Named object pointing entries
────────────────────
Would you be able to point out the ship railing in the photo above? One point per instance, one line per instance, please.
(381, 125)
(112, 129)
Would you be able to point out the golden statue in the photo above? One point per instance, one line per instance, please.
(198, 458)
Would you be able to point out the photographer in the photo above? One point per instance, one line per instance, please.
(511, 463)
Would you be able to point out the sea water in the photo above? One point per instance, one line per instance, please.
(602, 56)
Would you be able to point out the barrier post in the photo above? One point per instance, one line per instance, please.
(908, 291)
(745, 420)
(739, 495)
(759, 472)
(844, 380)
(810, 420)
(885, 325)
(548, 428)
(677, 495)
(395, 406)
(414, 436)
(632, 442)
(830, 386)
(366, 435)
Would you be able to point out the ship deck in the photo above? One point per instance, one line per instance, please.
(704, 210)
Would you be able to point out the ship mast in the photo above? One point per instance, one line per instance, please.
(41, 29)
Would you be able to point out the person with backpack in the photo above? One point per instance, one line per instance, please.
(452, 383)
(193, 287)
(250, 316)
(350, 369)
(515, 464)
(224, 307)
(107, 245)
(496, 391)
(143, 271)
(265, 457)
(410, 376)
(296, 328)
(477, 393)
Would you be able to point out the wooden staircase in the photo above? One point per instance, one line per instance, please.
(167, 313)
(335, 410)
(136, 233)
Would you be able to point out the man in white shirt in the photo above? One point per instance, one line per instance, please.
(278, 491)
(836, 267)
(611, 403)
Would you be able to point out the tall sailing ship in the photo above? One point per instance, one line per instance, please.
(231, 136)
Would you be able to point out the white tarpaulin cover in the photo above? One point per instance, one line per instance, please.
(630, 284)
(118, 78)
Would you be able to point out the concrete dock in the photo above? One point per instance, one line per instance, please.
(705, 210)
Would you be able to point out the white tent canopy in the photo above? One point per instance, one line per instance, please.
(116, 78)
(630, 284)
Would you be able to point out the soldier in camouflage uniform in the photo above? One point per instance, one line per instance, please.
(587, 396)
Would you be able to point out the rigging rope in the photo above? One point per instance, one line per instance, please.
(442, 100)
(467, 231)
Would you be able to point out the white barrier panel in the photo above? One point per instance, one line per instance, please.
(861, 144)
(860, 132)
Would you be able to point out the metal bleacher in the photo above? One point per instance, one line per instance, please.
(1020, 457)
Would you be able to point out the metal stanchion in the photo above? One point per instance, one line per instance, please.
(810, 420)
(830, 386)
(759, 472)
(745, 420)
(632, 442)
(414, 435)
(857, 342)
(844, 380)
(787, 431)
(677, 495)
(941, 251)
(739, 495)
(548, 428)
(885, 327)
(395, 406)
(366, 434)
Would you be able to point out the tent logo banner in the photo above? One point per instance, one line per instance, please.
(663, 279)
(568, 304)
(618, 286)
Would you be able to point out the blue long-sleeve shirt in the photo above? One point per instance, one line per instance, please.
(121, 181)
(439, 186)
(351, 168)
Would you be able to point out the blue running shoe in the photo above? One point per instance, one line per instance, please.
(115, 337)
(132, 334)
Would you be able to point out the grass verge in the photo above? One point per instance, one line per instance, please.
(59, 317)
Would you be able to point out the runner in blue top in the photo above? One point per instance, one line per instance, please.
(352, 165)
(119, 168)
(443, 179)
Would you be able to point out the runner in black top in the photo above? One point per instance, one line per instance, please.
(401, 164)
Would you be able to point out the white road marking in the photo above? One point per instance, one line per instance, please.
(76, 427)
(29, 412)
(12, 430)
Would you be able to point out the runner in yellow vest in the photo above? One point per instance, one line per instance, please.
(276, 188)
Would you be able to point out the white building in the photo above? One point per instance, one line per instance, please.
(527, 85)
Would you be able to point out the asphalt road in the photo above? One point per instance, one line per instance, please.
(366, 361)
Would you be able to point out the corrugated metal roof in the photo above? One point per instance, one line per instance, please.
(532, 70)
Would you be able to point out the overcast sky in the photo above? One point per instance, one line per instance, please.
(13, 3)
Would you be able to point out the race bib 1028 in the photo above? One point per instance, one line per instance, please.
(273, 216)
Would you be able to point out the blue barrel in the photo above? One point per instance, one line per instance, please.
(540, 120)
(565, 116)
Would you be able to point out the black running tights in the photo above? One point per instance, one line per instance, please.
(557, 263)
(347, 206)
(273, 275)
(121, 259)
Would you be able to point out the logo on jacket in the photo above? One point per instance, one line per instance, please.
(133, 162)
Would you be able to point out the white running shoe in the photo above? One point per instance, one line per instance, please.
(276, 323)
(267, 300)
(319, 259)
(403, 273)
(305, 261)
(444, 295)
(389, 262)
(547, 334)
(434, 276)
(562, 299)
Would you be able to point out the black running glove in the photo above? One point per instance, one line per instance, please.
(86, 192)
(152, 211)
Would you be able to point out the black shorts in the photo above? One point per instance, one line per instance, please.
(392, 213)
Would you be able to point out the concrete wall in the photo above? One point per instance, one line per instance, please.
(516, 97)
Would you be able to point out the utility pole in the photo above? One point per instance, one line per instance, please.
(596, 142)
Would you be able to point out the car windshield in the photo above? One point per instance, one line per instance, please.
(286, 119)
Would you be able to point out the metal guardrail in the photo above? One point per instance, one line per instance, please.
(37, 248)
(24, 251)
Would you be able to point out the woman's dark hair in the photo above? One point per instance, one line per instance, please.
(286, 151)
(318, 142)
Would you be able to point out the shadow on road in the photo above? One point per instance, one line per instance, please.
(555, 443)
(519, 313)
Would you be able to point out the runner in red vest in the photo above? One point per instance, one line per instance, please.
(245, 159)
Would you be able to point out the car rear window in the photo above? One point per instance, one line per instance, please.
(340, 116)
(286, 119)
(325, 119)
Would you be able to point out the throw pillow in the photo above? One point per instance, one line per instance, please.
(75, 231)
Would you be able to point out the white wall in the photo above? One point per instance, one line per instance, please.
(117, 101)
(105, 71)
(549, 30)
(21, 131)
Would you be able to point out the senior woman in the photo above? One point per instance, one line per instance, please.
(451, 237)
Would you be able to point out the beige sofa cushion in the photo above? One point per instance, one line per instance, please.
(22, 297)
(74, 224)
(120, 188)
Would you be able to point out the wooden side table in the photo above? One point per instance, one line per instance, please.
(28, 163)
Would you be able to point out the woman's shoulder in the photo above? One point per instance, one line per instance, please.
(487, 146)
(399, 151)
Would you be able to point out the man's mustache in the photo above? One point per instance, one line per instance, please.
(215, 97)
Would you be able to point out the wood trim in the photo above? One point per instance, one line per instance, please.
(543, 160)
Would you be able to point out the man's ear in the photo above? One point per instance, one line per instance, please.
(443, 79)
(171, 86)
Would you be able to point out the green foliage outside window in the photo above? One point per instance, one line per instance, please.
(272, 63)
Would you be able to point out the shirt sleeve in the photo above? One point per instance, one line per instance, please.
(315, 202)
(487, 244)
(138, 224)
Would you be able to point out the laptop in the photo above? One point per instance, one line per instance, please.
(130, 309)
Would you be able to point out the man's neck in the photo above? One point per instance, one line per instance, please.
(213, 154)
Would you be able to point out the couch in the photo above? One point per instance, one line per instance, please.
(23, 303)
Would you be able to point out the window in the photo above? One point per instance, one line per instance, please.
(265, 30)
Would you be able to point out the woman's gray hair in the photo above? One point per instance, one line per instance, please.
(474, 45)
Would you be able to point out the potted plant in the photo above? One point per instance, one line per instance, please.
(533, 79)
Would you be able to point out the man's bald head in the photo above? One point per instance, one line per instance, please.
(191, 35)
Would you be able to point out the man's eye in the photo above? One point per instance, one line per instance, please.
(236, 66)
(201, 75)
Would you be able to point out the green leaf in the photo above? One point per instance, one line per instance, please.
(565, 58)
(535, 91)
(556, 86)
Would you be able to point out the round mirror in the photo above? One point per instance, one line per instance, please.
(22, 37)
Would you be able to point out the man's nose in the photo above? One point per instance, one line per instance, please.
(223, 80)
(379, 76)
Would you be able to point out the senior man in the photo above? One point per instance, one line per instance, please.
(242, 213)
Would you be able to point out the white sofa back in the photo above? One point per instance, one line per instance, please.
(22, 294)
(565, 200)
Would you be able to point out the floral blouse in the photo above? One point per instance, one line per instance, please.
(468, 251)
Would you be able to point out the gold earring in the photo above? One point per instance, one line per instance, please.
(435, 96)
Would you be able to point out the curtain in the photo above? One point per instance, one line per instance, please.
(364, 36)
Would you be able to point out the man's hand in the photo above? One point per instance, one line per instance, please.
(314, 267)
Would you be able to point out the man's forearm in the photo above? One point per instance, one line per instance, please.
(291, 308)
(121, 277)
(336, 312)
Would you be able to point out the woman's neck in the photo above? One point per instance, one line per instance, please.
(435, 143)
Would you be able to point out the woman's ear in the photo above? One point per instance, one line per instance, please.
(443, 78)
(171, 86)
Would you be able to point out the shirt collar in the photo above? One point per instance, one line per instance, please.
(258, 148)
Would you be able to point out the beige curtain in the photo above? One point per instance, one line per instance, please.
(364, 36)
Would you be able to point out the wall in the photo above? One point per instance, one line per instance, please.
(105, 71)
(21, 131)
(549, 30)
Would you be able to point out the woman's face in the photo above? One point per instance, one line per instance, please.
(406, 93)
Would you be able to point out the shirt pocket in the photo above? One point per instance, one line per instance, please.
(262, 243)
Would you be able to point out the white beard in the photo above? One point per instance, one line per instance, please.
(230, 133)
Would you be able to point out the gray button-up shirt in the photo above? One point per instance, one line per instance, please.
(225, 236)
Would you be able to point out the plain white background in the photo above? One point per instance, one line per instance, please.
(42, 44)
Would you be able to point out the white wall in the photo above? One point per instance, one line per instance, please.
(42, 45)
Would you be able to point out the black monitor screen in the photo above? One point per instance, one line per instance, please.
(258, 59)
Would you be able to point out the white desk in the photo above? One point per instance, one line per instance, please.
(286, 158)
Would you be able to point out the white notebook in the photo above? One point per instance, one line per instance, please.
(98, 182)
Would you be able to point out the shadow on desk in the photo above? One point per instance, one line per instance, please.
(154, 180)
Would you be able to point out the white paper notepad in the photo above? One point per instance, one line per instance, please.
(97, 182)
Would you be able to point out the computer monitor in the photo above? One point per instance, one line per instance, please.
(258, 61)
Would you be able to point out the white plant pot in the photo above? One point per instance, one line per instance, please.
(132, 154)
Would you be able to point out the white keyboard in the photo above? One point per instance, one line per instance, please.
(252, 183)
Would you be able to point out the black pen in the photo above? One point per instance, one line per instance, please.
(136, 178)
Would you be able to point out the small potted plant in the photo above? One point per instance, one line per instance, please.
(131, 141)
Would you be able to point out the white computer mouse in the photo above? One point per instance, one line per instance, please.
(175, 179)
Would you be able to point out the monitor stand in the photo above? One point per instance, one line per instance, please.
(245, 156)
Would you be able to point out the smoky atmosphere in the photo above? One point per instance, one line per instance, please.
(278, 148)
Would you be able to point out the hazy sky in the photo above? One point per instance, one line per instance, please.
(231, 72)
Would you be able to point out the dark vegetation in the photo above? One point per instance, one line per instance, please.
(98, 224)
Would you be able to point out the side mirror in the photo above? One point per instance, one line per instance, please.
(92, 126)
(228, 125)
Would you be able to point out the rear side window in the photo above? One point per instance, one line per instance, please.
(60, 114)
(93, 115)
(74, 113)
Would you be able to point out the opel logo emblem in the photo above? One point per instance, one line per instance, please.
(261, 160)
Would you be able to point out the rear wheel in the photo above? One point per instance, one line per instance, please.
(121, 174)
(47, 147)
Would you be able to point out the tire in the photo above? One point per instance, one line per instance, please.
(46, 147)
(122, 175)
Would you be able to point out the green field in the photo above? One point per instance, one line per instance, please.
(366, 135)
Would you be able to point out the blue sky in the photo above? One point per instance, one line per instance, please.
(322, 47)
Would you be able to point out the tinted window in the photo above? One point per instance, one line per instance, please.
────────────────────
In the entries above, find the line containing "Would you be able to point out the hazy". Set down that line and every line after it through the last one, exactly and alone.

Would you be able to point out the hazy sky in the photo above? One point per instance, one line per instance, please.
(231, 72)
Would you be able to point out the dark vegetation in the photo above? One point per instance, one line per instance, please.
(98, 224)
Would you be able to point out the side mirror in the photo above? One point per instance, one line per instance, please.
(92, 126)
(228, 125)
Would you be able to point out the rear side window in the photo above? One point per instance, one line per instance, please.
(60, 114)
(93, 115)
(74, 113)
Would you be able to point out the opel logo emblem in the photo above? One point per instance, one line per instance, please.
(261, 160)
Would you be able to point out the rear wheel in the photo above? One point per instance, one line per instance, please.
(121, 174)
(47, 147)
Would you be able to point out the tire in the photo above? One point per instance, one line per instance, please.
(46, 147)
(122, 175)
Would you be able to point out the green field in the photo above? One point per instance, one line per instance, please.
(366, 135)
Would you be able to point out the blue sky in the photo above? One point per instance, one line per instance, please.
(322, 47)
Would you be able to point out the tinted window in the photo above? One point per instance, one line per instance, please.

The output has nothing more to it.